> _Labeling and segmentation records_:
## begin

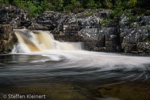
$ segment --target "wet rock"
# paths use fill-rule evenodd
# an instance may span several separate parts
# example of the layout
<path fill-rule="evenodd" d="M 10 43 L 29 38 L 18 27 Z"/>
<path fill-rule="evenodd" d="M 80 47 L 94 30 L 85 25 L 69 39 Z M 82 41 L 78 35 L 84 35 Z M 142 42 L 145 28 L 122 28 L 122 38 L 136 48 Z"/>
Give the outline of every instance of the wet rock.
<path fill-rule="evenodd" d="M 140 42 L 137 44 L 137 50 L 139 53 L 150 54 L 150 42 Z"/>
<path fill-rule="evenodd" d="M 17 28 L 19 26 L 28 27 L 31 24 L 26 10 L 5 4 L 0 6 L 0 23 L 11 24 L 13 28 Z"/>
<path fill-rule="evenodd" d="M 16 43 L 16 36 L 13 32 L 13 26 L 0 25 L 0 53 L 8 53 Z"/>

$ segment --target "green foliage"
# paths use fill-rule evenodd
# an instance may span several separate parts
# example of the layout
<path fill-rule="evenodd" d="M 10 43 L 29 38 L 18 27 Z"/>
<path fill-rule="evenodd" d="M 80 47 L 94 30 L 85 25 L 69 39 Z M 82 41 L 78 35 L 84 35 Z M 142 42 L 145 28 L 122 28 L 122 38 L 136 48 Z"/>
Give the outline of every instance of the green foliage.
<path fill-rule="evenodd" d="M 106 8 L 108 8 L 108 9 L 112 8 L 113 5 L 112 5 L 111 2 L 112 2 L 112 0 L 105 0 L 105 1 L 104 1 L 104 6 L 105 6 Z"/>
<path fill-rule="evenodd" d="M 121 0 L 116 0 L 115 6 L 112 11 L 112 15 L 115 19 L 118 19 L 124 13 L 124 6 Z"/>
<path fill-rule="evenodd" d="M 127 4 L 129 7 L 135 7 L 135 5 L 137 4 L 137 0 L 129 0 Z"/>
<path fill-rule="evenodd" d="M 81 13 L 83 11 L 85 11 L 84 8 L 76 8 L 76 9 L 73 10 L 73 13 L 77 14 L 77 13 Z"/>
<path fill-rule="evenodd" d="M 106 26 L 109 25 L 109 22 L 110 22 L 109 19 L 104 19 L 104 20 L 103 20 L 103 23 L 105 23 Z"/>
<path fill-rule="evenodd" d="M 47 10 L 78 13 L 80 12 L 79 8 L 95 9 L 103 7 L 113 9 L 113 16 L 118 18 L 129 8 L 150 8 L 149 0 L 0 0 L 0 3 L 27 9 L 33 17 Z"/>
<path fill-rule="evenodd" d="M 94 0 L 89 0 L 89 2 L 87 3 L 86 7 L 87 8 L 96 8 L 97 5 L 96 5 Z"/>

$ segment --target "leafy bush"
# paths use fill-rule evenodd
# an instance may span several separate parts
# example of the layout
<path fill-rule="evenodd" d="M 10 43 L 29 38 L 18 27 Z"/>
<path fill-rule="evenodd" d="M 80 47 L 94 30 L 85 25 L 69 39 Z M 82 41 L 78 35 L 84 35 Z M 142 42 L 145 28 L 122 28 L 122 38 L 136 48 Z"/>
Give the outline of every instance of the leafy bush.
<path fill-rule="evenodd" d="M 113 5 L 112 5 L 112 3 L 111 3 L 111 0 L 105 0 L 104 1 L 104 6 L 106 7 L 106 8 L 112 8 L 113 7 Z"/>
<path fill-rule="evenodd" d="M 76 8 L 73 10 L 73 13 L 77 14 L 77 13 L 84 12 L 84 11 L 85 11 L 84 8 Z"/>

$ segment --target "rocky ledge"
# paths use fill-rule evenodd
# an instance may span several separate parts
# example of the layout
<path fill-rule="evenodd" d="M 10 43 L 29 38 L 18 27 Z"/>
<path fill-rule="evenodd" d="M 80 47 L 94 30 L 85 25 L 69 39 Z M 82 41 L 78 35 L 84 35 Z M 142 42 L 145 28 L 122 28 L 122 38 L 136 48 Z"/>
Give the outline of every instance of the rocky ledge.
<path fill-rule="evenodd" d="M 93 9 L 77 14 L 46 11 L 30 19 L 27 11 L 2 5 L 0 22 L 1 41 L 6 40 L 7 43 L 9 38 L 4 38 L 5 34 L 9 33 L 11 37 L 12 28 L 24 26 L 49 30 L 60 41 L 84 42 L 87 50 L 150 54 L 150 16 L 134 16 L 133 19 L 133 16 L 123 14 L 115 21 L 111 10 Z M 0 43 L 1 52 L 6 51 L 5 43 Z"/>

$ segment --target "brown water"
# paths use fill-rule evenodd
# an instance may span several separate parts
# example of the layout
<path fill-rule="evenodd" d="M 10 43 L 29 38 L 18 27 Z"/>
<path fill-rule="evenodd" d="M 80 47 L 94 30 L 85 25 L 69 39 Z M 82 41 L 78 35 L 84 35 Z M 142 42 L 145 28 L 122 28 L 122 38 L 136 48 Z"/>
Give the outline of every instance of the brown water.
<path fill-rule="evenodd" d="M 150 57 L 82 50 L 49 32 L 15 30 L 0 55 L 0 100 L 150 100 Z"/>
<path fill-rule="evenodd" d="M 97 58 L 94 62 L 90 52 L 89 58 L 87 55 L 84 58 L 81 52 L 80 58 L 74 58 L 78 54 L 75 52 L 63 53 L 0 55 L 0 100 L 150 99 L 150 66 L 143 64 L 144 61 L 138 62 L 142 63 L 139 65 L 133 63 L 135 59 L 146 61 L 149 58 L 93 52 L 91 55 L 96 54 Z M 105 56 L 103 59 L 111 56 L 112 61 L 120 60 L 111 66 L 110 60 L 99 59 L 103 63 L 99 64 L 98 54 Z M 125 65 L 123 61 L 121 64 L 124 57 L 134 59 L 133 64 Z"/>

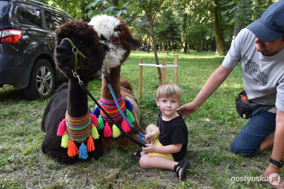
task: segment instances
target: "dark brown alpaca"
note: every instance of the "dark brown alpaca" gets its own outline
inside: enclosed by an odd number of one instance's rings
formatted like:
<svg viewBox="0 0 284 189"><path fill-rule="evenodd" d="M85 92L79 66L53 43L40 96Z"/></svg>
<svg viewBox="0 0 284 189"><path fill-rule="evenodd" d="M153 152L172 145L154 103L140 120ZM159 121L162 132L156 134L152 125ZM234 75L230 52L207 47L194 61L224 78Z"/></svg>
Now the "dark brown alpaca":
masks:
<svg viewBox="0 0 284 189"><path fill-rule="evenodd" d="M135 120L132 124L143 133L139 124L139 107L137 99L132 92L131 84L126 79L120 79L122 64L128 57L131 49L136 49L140 46L141 44L132 39L125 21L120 18L105 15L100 15L92 18L89 24L93 26L94 28L97 32L98 36L100 38L100 42L108 46L109 49L106 52L103 66L106 69L115 96L118 97L121 94L124 99L128 100L131 103L133 108L131 113ZM104 78L103 79L101 95L107 99L113 98ZM122 121L122 119L117 122L120 125ZM104 122L105 124L106 121L104 121ZM111 127L113 124L110 122L109 125ZM122 148L135 145L122 134L114 139L112 136L104 137L103 135L100 133L100 133L100 135L105 148L109 148L114 143ZM132 129L128 133L139 140Z"/></svg>
<svg viewBox="0 0 284 189"><path fill-rule="evenodd" d="M67 110L72 117L80 118L87 115L87 94L83 90L75 77L72 70L75 67L75 58L68 38L76 47L86 56L84 59L78 55L76 71L81 80L87 86L88 81L94 73L101 68L107 47L100 43L97 32L91 26L82 20L70 21L62 25L55 31L54 60L57 67L69 78L69 83L61 85L47 105L41 121L41 129L46 134L41 145L43 152L49 156L64 163L77 161L79 156L73 157L67 154L67 148L61 146L61 136L57 136L59 126L65 117ZM89 158L97 158L104 152L100 139L93 139L95 149L88 152ZM78 149L81 143L76 143Z"/></svg>

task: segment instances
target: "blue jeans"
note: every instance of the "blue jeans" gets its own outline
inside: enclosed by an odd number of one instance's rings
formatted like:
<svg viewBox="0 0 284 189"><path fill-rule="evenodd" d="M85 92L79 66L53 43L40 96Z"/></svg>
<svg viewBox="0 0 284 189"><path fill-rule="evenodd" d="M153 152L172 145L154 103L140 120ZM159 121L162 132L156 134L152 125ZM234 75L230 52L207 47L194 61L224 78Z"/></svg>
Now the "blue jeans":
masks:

## end

Please put the lines from the start of the items through the line containing "16 43 L 16 36" into a Markdown table with the columns Row and Line, numbering each row and leaving out blank lines and pictures.

| Row | Line |
|---|---|
| 1 | $ segment --target "wet rock" |
| 2 | # paths use fill-rule evenodd |
| 3 | # an instance may span several separate parts |
| 4 | # example of the layout |
| 5 | <path fill-rule="evenodd" d="M 10 43 L 29 38 L 18 27 Z"/> |
| 6 | <path fill-rule="evenodd" d="M 80 47 L 94 30 L 85 25 L 69 39 Z M 82 41 L 78 35 L 84 35 Z M 142 42 L 145 28 L 122 28 L 122 38 L 136 48 Z"/> |
| 7 | Give the outline of every instance of the wet rock. |
| 8 | <path fill-rule="evenodd" d="M 140 42 L 137 44 L 137 50 L 139 53 L 150 54 L 150 42 Z"/> |
| 9 | <path fill-rule="evenodd" d="M 17 28 L 19 26 L 28 27 L 31 24 L 26 10 L 5 4 L 0 6 L 0 23 L 11 24 L 13 28 Z"/> |
| 10 | <path fill-rule="evenodd" d="M 16 43 L 16 36 L 13 32 L 13 26 L 0 25 L 0 53 L 8 53 Z"/> |